▶ **Exercise requirements**: All of the data needs to be printed again, exactly as written.

▶ **The data**:
========================================
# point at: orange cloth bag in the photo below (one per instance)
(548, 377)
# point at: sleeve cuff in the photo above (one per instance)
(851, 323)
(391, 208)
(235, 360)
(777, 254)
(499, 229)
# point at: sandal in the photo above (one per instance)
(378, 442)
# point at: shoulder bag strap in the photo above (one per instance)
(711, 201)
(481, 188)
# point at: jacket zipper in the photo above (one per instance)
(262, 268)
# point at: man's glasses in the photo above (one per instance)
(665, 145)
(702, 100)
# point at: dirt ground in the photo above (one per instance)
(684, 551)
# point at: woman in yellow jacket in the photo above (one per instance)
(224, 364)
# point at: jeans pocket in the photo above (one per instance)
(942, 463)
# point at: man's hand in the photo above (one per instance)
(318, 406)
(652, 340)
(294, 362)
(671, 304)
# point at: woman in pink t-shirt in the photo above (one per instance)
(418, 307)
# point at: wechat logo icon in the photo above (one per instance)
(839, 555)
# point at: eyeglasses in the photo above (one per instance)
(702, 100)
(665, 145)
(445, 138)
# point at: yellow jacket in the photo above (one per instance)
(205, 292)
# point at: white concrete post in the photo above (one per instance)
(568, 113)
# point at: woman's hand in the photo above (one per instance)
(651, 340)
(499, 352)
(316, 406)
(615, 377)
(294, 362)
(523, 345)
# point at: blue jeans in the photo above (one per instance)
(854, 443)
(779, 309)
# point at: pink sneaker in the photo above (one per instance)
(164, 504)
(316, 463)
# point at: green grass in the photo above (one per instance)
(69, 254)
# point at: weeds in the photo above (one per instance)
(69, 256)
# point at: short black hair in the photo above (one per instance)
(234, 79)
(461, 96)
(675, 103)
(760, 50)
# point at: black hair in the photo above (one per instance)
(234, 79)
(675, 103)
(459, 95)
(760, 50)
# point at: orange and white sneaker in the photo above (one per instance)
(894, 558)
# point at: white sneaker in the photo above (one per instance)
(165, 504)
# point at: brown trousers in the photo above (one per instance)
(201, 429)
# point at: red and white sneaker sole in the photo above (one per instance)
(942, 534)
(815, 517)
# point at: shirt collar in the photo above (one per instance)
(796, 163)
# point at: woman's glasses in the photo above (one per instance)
========================================
▶ **Worked solution**:
# point at: orange cloth bag in the photo below (one per instance)
(548, 377)
# point at: sleeve cuff in the photo above (one per instance)
(851, 323)
(391, 208)
(235, 360)
(777, 254)
(499, 229)
# point at: sandal in the photo above (one per instance)
(378, 442)
# point at: shoulder bag strap in the photo above (one per instance)
(711, 201)
(481, 188)
# point at: jacket zipper in the photo above (one per instance)
(262, 268)
# point at: man's glasses in the photo above (one per instance)
(665, 145)
(702, 100)
# point at: dirt ground in the photo above (one per instance)
(684, 551)
# point at: woman in yellow jacket in the photo above (one per instance)
(224, 364)
# point at: jeans pocket in the photo above (one per instance)
(942, 463)
# point at: man's hand in the photo above (one per instance)
(318, 406)
(652, 340)
(294, 362)
(671, 304)
# point at: woman in pink t-shirt in the photo above (one per instance)
(418, 307)
# point at: wechat logo icon in the photo above (one per instance)
(839, 555)
# point at: eyeglasses in the photo above (one per instance)
(702, 100)
(665, 145)
(445, 138)
# point at: yellow jacket in the photo above (one per instance)
(205, 292)
# point at: white concrete post in the photo above (one per instance)
(568, 113)
# point at: woman's hand in the photo above (one per instance)
(651, 340)
(499, 352)
(316, 406)
(615, 377)
(294, 362)
(523, 345)
# point at: blue jeans in the photo above (one per instance)
(854, 443)
(779, 309)
# point at: pink sneaker in the photo above (one per instance)
(164, 504)
(316, 463)
# point at: green grass in the photo above (one per instance)
(69, 254)
# point at: weeds in the photo above (one per instance)
(69, 256)
# point at: short black hair in the photo above (one per instance)
(234, 79)
(461, 96)
(675, 103)
(760, 50)
# point at: black hair in the photo above (one per instance)
(234, 79)
(675, 103)
(459, 95)
(760, 50)
# point at: orange and white sneaker in the photo above (one per instance)
(894, 558)
# point at: white sneaker in the photo above (one per instance)
(165, 504)
# point at: brown trousers in the photo above (one per instance)
(201, 429)
# point at: red and white sneaker sole in the photo above (one per instance)
(942, 534)
(815, 517)
# point at: shirt collar in the photo above (one per instance)
(796, 163)
# point at: woman's glasses in the photo above (one per instance)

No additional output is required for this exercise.